● SOURCE:
The New Meisterklasse Comes Together
Although the Schnellaster and the Meisterklasse share the designation F89, they are in fact very different vehicles. The Schnellaster had a newly designed ladder chassis and torsion bar rear suspension that allowed a low, flat rear floor. It also had a different spec engine, carburettor and gearbox that exchanged higher torque for lower speed. The Meisterklasse used the prewar F8 trapezoid chassis, which widened towards the rear of the car, provided better stability and road handling than the older central rail chassis of the F7.
Although commonly described in the literature as the 'prewar' engine, the two cylinder 700cc two-stroke motor of the F89 series was an improvement over its prewar predecessor. The new, postwar engine had been reverse engineered from stocks of prewar engines and virtually all components were new and very slightly different. The prewar steel head was replaced with an aluminium head, which improved compression. The addition of a fuel pump and a new downdraft Solex BIC32 carburetor increased horsepower from 20 to 23 HP. It was still quite meagre but it's interesting to note that DKW's F9 prototype triple cylinder 900cc engine of 1940 only put out 28 horsepower. Every year small changes were made to the engine to simplify manufacture and improve performance. From 1953 the combustion chambers in the aluminum head were altered to squeeze out one more horsepower.
The electrical system too was updated several times. A distributor unit was installed on some early models, but then replaced with the prewar ignition coil and stators. The prewar motorcycle-style multi-plate clutch was originally used with a three-speed gearbox from 1950 to 1953. This would be replaced with a single plate dry clutch in late 1953 when a four speed gearbox was introduced,, however, the four speed was initially reserved for the export model and German customers had to make do with the three speed.
The biggest challenge for Auto Union Gmbh was what body would be fitted to the car. After finishing the Schnellaster project, Kurt Schwenk had turned his attention to a new pontoon-style car design, which would become the ill-fated FX project. Then, out of the blue Auto Union had a stroke of extraordinary luck. Holka of Switzerland was a karosserie (bodyworks) who had bodied Auto Union cars for the Swiss market before the war. As Switzerland was neutral, Holka's facilities were undamaged by the war but were now struggling to find sufficient work as the German manufacturers it relied on were unable to supply the necessary chassis and running gear. In 1947 Holka contacted Auto Union AG in Chemnitz and proposed that they would undertake the complete manufacture of DKW cars on their behalf. Auto Union AG saw this offer was seen as a great opportunity and granted Holka a license for the complete manufacture of DKW cars in the west, as long as they could get their car on the market within 12 months, otherwise the license arrangement would lapse.

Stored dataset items
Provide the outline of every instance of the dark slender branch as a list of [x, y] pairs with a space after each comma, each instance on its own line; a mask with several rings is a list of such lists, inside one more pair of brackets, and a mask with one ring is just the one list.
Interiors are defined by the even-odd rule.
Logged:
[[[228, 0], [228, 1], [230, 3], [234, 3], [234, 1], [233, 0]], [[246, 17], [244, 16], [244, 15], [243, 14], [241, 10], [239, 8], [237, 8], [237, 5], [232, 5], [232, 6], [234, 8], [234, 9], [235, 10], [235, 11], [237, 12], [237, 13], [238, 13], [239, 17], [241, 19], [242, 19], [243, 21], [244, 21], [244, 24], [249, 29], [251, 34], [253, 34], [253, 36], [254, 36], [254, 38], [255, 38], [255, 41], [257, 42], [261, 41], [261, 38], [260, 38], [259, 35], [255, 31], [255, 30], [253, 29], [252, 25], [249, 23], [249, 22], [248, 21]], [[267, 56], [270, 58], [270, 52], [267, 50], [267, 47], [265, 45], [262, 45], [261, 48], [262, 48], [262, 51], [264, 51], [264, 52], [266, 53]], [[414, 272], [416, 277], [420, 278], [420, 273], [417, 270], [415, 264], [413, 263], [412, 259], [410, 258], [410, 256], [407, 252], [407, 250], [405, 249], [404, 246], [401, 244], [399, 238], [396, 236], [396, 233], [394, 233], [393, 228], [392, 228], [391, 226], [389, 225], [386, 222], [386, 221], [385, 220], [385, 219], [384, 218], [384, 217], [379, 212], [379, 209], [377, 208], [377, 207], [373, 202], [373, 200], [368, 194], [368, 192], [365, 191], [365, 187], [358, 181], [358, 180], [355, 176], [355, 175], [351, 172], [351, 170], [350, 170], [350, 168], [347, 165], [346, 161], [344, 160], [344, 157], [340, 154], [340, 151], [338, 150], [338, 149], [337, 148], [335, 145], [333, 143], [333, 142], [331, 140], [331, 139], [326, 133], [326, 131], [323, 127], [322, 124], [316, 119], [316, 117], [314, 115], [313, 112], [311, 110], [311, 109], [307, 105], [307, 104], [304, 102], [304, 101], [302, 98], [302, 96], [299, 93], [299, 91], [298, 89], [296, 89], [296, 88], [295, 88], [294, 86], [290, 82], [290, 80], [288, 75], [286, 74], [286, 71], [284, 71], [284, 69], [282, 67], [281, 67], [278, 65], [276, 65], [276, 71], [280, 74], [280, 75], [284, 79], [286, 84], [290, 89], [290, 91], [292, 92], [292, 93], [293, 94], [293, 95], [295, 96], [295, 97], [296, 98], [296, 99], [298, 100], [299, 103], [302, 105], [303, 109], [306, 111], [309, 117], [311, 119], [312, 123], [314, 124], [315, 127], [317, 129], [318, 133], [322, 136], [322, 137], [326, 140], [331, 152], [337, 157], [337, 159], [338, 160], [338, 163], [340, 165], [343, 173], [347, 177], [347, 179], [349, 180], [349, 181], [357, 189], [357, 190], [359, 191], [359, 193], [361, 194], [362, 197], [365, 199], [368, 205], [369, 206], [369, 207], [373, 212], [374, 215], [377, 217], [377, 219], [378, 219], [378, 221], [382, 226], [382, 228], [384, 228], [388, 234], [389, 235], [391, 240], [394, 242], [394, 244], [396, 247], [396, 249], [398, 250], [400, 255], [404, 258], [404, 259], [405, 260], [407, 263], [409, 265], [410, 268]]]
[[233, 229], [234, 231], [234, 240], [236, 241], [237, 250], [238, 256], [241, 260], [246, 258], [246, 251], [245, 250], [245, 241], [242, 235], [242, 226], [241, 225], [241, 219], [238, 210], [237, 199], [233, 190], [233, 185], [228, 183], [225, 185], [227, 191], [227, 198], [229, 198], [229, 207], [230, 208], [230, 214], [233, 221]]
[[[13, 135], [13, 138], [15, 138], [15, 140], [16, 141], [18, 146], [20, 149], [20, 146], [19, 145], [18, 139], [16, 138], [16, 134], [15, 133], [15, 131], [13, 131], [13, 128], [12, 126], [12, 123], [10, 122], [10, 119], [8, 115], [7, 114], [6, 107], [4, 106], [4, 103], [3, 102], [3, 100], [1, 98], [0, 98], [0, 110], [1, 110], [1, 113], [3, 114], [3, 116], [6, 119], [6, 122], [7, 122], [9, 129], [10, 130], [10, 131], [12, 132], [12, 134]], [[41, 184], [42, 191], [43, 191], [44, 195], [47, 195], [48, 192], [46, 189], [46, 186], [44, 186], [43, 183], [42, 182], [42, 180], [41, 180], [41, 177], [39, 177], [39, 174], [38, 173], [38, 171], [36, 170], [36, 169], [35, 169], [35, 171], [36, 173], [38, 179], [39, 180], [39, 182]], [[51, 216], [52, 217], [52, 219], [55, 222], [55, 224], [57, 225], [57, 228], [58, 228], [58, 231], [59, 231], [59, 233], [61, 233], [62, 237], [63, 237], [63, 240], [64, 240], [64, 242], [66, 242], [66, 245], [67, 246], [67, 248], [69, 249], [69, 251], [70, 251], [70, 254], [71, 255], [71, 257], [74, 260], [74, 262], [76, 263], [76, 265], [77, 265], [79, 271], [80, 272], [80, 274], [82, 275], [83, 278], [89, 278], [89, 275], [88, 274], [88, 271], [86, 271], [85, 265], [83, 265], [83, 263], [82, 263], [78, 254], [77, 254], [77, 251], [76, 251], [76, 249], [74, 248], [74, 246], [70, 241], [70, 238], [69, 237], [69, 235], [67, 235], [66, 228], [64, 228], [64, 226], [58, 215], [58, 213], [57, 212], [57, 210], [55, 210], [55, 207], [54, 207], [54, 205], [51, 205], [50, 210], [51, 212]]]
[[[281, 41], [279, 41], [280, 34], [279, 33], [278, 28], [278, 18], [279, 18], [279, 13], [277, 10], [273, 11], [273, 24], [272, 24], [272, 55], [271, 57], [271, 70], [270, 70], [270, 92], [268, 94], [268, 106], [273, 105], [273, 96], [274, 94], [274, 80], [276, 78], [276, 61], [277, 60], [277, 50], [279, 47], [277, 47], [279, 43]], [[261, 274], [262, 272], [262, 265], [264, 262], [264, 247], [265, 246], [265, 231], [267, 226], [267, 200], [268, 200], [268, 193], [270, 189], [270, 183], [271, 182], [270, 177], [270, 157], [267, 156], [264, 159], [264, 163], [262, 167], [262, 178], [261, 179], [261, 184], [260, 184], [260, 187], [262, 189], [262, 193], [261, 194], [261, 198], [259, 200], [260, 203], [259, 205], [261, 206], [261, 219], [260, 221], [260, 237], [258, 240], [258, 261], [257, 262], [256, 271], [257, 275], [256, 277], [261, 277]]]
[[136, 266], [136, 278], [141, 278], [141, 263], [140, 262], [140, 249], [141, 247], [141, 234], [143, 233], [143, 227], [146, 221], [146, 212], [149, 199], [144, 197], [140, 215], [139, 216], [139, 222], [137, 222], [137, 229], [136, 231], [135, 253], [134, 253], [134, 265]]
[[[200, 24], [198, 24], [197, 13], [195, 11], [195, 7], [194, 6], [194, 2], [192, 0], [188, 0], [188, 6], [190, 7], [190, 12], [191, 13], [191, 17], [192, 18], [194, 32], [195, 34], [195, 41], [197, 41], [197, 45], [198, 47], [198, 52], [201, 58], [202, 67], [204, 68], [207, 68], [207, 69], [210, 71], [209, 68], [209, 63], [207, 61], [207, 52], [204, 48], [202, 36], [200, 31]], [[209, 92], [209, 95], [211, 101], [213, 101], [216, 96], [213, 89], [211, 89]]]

● WHAT THE EXERCISE ASKS:
Decide whether each statement below agrees with the Meisterklasse text, answering yes or no and quoting the deciding words from that text.
1. The Meisterklasse was built on a newly designed ladder chassis.
2. On the postwar engine, an aluminium head took the place of the prewar steel head.
3. When the four-speed gearbox arrived in late 1953, German customers could get it right away.

● TASK ANSWER:
1. No: "The Meisterklasse used the prewar F8 trapezoid chassis"
2. Yes: "The prewar steel head was replaced with an aluminium head"
3. No: "the four speed was initially reserved for the export model and German customers had to make do with the three speed"